Records Start Marker

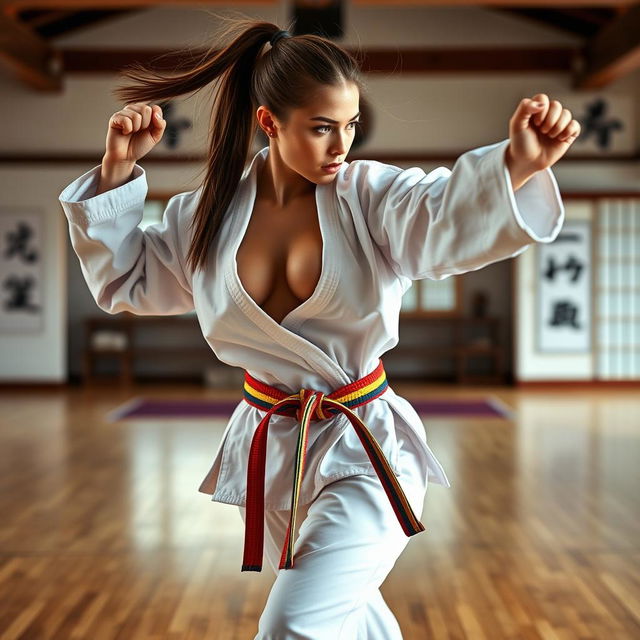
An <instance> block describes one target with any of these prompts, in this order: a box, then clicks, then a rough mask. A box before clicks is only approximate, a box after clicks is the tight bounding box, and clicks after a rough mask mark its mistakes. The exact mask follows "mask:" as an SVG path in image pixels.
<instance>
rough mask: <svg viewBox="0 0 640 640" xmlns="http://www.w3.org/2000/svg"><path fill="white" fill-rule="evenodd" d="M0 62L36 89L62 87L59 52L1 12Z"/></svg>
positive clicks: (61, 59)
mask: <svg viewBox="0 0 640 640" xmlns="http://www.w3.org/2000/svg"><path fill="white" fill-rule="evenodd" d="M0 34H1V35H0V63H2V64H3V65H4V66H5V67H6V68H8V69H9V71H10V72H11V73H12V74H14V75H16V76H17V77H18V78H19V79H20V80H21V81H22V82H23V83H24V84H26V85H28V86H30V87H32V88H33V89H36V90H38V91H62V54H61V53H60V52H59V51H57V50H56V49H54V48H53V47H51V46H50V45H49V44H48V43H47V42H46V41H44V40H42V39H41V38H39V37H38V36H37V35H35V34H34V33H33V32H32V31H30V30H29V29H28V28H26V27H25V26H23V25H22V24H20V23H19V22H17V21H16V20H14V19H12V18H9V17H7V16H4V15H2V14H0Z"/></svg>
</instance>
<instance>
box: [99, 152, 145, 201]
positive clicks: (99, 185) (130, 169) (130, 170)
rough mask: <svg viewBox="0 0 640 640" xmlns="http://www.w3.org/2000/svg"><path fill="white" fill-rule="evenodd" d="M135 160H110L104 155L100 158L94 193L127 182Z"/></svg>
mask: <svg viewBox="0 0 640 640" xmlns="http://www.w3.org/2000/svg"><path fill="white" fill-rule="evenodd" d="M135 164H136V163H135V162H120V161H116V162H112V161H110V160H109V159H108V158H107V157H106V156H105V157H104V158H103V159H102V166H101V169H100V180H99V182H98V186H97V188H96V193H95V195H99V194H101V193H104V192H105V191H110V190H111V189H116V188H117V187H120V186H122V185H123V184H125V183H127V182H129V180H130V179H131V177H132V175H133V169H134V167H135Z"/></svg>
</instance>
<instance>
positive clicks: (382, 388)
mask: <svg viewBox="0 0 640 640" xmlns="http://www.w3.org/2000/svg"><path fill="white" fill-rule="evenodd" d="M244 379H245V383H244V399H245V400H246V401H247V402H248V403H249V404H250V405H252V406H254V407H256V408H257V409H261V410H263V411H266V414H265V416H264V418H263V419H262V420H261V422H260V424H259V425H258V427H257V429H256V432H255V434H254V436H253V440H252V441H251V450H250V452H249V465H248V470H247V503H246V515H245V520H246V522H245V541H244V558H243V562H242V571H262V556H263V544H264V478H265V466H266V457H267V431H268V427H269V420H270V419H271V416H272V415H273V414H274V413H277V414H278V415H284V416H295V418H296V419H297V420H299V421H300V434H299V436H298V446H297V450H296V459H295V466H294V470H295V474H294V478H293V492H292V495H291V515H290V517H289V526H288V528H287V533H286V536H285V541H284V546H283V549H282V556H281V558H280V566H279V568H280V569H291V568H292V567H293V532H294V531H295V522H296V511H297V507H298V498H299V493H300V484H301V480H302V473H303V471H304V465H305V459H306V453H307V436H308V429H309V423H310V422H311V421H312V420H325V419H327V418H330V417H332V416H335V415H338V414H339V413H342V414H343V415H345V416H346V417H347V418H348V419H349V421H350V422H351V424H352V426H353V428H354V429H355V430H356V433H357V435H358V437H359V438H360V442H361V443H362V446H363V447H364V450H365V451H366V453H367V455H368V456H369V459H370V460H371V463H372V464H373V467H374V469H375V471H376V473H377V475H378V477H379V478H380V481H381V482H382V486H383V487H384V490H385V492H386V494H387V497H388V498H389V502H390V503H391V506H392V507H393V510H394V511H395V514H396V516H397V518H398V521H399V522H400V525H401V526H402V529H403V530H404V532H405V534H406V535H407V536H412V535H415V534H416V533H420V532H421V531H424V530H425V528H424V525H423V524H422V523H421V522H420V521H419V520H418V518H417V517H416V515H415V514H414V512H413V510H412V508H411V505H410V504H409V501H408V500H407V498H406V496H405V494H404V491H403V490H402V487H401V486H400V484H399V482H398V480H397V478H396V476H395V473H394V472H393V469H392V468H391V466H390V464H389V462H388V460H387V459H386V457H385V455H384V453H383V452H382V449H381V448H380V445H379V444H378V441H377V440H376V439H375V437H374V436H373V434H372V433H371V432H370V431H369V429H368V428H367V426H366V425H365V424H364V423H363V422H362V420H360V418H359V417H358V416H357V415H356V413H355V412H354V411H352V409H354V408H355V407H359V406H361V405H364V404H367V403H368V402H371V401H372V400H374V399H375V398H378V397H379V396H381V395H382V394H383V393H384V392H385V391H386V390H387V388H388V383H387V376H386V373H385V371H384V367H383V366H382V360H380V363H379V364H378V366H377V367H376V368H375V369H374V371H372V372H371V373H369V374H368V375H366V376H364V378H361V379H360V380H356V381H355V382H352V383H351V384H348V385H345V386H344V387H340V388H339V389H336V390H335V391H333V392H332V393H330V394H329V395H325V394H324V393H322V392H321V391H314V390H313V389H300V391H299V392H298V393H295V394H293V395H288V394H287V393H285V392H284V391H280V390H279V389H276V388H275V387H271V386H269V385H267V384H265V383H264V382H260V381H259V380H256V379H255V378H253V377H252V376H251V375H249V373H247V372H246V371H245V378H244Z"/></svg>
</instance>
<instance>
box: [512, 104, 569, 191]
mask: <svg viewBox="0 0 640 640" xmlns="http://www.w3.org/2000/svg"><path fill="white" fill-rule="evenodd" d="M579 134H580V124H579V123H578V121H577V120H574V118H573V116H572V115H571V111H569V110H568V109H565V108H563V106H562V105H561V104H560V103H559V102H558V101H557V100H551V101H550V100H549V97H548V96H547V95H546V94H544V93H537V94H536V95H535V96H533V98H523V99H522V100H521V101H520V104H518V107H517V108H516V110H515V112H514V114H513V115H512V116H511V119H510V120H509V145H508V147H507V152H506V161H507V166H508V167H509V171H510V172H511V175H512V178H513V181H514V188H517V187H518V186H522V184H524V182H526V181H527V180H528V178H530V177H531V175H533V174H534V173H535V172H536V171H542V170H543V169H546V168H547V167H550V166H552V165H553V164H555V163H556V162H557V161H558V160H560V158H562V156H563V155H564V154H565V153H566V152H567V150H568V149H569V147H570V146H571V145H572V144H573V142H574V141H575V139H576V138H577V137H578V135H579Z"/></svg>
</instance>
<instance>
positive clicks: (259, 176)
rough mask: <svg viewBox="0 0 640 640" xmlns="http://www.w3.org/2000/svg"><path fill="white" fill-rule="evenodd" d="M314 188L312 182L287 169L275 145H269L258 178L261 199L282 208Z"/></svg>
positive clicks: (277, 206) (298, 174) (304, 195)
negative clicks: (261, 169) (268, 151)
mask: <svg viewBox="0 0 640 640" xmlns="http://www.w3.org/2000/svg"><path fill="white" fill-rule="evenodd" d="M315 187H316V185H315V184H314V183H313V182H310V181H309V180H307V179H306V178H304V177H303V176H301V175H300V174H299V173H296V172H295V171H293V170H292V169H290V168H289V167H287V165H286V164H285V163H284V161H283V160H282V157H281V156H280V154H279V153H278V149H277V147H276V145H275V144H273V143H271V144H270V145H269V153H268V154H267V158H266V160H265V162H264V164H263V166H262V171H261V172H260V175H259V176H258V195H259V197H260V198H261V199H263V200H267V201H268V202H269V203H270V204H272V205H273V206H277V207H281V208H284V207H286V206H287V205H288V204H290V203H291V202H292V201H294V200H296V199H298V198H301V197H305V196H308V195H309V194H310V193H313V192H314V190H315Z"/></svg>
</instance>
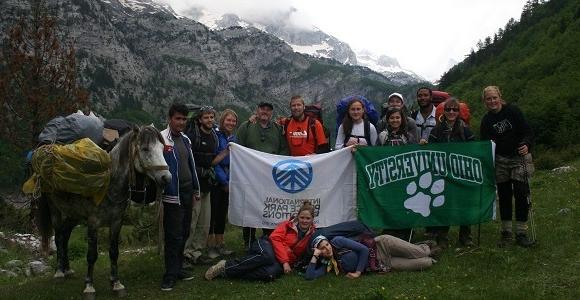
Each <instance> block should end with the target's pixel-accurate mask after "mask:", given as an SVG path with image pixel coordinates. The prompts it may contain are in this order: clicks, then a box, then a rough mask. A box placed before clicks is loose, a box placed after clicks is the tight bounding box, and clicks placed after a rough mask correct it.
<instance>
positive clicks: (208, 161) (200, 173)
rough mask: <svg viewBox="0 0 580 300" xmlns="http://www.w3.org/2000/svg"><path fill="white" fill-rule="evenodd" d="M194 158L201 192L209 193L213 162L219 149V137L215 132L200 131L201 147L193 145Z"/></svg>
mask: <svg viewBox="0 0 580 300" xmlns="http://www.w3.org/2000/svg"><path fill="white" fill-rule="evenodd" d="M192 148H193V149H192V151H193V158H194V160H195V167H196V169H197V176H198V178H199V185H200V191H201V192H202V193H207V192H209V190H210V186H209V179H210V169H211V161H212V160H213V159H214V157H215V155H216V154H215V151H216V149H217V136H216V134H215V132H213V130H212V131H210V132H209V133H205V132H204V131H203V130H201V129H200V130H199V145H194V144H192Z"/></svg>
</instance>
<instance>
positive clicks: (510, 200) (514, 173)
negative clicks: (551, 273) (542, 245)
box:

Records End Marker

Exercise prompt
Which lines in the data above hold the word "this"? Return each of them.

Written response
An <instance> block describes one target with any of these prompts, in this order: a box, then clicks, then a rough mask. A box before clicks is only approximate, a box after clicks is the tight bounding box, and clicks after a rough mask mark its mistakes. The exact mask follows "mask:" as an SVG path in image pixels.
Each <instance> block should end with the target's pixel-accurate mask after "mask:", given as an SVG path with image pixel coordinates. The prompts it may contain are in this order: clicks, then a box, then a rough mask. A box placed before clicks is loose, a box placed after clicks is the tight bounding box, and clicks placed after a rough mask correct it.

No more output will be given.